SOAL LATIHAN.
A: Menurut teks tentang harga tembakau Bojonegoro, mengapa pabrik tidak menghendaki tembakau yang terkena hujan? Jelaskan dalam satu sampai tiga kalimat.
B: Jawab pertanyaan berikut berdasarkan teks tentang harga tembakau Bojonegoro.
(i) Berapa harga tembakau rajangan beberapa bulan lalu?
(ii) Apa jabatan Ir. Darsan, M.Agr.?
(iii) Dalam bentuk apa tembakau jenis Jawa dari Kecamatan Sugihwaras biasa dijual?
C: Tulis ulang bagian teks tentang harga tembakau Bojonegoro dari "Darsan menghimbau para" sampai "nanam tembakau, jelasnya.", lalu tukar "petani" dengan "pekebun".

===== TEKS BACAAN =====

SuaraBojonegoro.com — Harga komoditas tembakau Kabupaten Bojonegoro menurun di awal musim hujan. Dihimpun dari berbagai sumber, harga tembakau rajangan saat ini berkisar Rp 18 Ribu per kilogram (kg) hingga Rp 23 Ribu per kg. Padahal, beberapa bulan lalu harga tembakau rajangan mencapai Rp 48 Ribu per kg.
Dekan Fakultas Pertanian Unigoro, Ir. Darsan, M.Agr., menjelaskan, saat daun tembakau terkena hujan otomatis kandungan nikotin akan turun dan luntur ke tanah. Ketika dipanen warna daunnya pun tidak bisa kuning keemasan seperti saat musim kemarau. “Pabrik tidak menghendaki tembakau dengan kualitas seperti itu. Pabrik lebih suka tembakau dengan kadar nikotin atau klelet yang tinggi seperti saat kemarau. Hal ini seharusnya menjadi perhatian bagi petani untuk menanam tembakau lebih awal. Sehingga dapat harga yang bagus dan tinggi,” jelasnya, Jumat (8/11/24).
Darsan menghimbau para petani untuk memperhitungkan harga pasar paska panen. Jika petani hanya sekedar ikut-ikutan menanam, maka mereka tidak bisa mendapatkan kualitas tembakau yang terbaik. Selama musim hujan, gudang atau pabrik akan membatasi pembelian tembakau lembaran dan rajangan dari petani. “Mungkin dari segi teknik menanam, para petani sudah bisa mengaplikasikan dengan baik. Tetapi apakah mereka bisa memrediksi harga? Psikologis petani di daerah kita itu bakal berbondong-bondong nanam saat harganya bagus. Tembakau Bojonegoro dipasarkan di gudang-gudang pabrik Gudang Garam dan Djarum. Terutama (jenis) Virginia dalam bentuk rajangan. Sedangkan (jenis) Jawa dari Kecamatan Sugihwaras biasa dijual dlm bentuk lembaran masih hijau. Sekarang ini sudah tidak ideal lagi nanam tembakau, jelasnya.

===== BAHAN YANG DISEDIAKAN =====

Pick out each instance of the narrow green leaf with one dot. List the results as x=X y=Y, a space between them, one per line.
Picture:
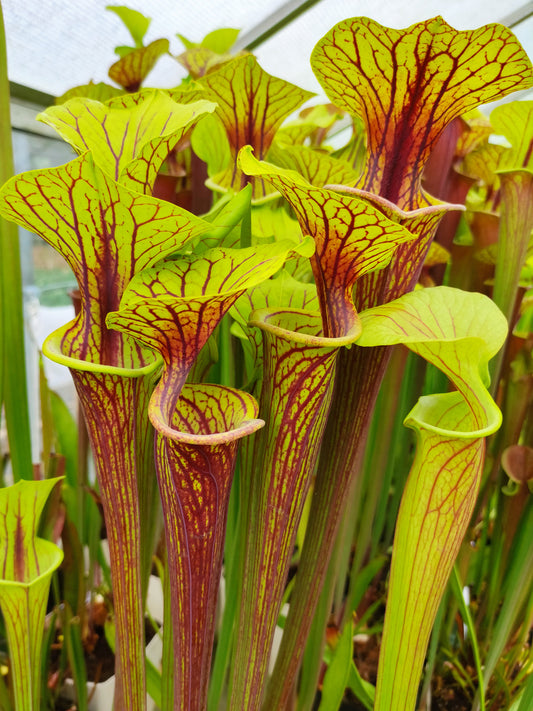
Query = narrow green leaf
x=338 y=672
x=135 y=21
x=469 y=622
x=13 y=390
x=222 y=40
x=362 y=689
x=526 y=701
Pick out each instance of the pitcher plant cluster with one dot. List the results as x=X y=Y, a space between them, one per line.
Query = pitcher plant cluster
x=258 y=312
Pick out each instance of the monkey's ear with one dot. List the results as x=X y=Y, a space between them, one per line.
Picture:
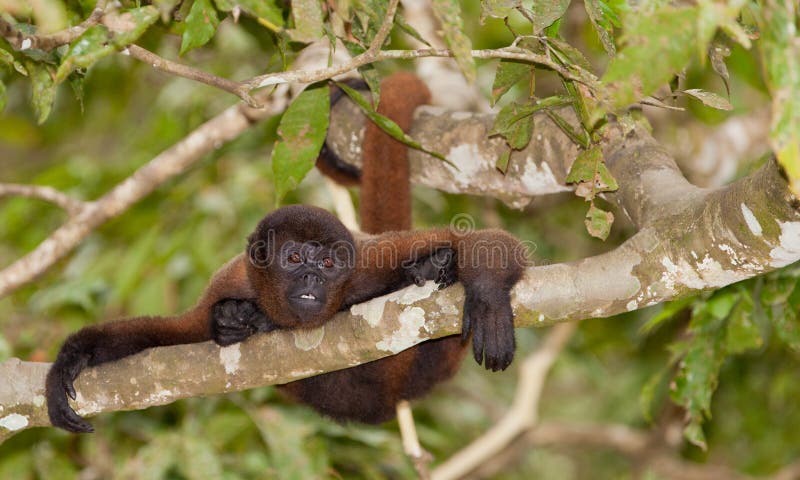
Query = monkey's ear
x=260 y=250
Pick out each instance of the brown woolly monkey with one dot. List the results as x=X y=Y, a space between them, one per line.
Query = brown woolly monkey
x=301 y=266
x=369 y=392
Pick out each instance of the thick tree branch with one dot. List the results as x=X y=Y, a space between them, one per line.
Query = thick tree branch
x=21 y=41
x=167 y=165
x=695 y=240
x=239 y=89
x=48 y=194
x=520 y=417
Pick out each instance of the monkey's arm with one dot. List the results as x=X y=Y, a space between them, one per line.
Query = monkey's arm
x=489 y=263
x=111 y=341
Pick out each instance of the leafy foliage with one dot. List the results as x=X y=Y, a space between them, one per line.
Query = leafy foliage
x=730 y=352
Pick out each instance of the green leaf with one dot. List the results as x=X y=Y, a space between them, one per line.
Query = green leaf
x=546 y=12
x=602 y=25
x=515 y=124
x=668 y=311
x=84 y=51
x=743 y=334
x=201 y=24
x=76 y=83
x=266 y=11
x=448 y=12
x=710 y=99
x=497 y=8
x=128 y=26
x=598 y=222
x=386 y=124
x=44 y=89
x=663 y=42
x=717 y=54
x=401 y=23
x=302 y=131
x=508 y=74
x=589 y=171
x=502 y=161
x=697 y=378
x=780 y=52
x=307 y=15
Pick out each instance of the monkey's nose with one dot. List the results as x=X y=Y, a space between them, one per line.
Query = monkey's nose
x=311 y=279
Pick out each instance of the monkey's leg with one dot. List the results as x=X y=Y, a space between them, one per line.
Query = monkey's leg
x=234 y=320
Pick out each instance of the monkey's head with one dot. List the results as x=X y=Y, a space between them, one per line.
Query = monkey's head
x=300 y=261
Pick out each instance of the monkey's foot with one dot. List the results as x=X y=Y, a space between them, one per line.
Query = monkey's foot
x=234 y=320
x=439 y=267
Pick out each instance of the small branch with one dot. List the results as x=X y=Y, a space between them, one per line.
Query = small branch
x=408 y=432
x=370 y=56
x=20 y=41
x=168 y=164
x=241 y=90
x=521 y=417
x=73 y=206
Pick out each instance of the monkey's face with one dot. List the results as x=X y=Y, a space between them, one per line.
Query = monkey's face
x=313 y=276
x=301 y=259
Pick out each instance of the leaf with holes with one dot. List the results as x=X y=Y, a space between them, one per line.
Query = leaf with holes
x=448 y=12
x=709 y=99
x=508 y=74
x=44 y=89
x=386 y=124
x=302 y=131
x=201 y=24
x=85 y=51
x=307 y=15
x=598 y=222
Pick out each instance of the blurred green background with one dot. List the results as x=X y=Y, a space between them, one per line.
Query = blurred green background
x=157 y=256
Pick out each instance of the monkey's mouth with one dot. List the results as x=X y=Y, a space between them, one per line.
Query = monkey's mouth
x=306 y=303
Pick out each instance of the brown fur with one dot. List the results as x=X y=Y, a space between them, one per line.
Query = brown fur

=====

JAWABAN LATIHAN.
A: Saat daun tembakau terkena hujan, kandungan nikotinnya turun dan luntur ke tanah. Selain itu, ketika dipanen, warna daunnya tidak bisa kuning keemasan seperti pada musim kemarau. Pabrik lebih menyukai tembakau dengan kadar nikotin atau klelet yang tinggi seperti saat kemarau.

B:
(i) Rp 48 Ribu per kg.
(ii) Dekan Fakultas Pertanian Unigoro.
(iii) Dalam bentuk lembaran yang masih hijau.

C:
Darsan menghimbau para pekebun untuk memperhitungkan harga pasar paska panen. Jika pekebun hanya sekedar ikut-ikutan menanam, maka mereka tidak bisa mendapatkan kualitas tembakau yang terbaik. Selama musim hujan, gudang atau pabrik akan membatasi pembelian tembakau lembaran dan rajangan dari pekebun. “Mungkin dari segi teknik menanam, para pekebun sudah bisa mengaplikasikan dengan baik. Tetapi apakah mereka bisa memrediksi harga? Psikologis pekebun di daerah kita itu bakal berbondong-bondong nanam saat harganya bagus. Tembakau Bojonegoro dipasarkan di gudang-gudang pabrik Gudang Garam dan Djarum. Terutama (jenis) Virginia dalam bentuk rajangan. Sedangkan (jenis) Jawa dari Kecamatan Sugihwaras biasa dijual dlm bentuk lembaran masih hijau. Sekarang ini sudah tidak ideal lagi nanam tembakau, jelasnya.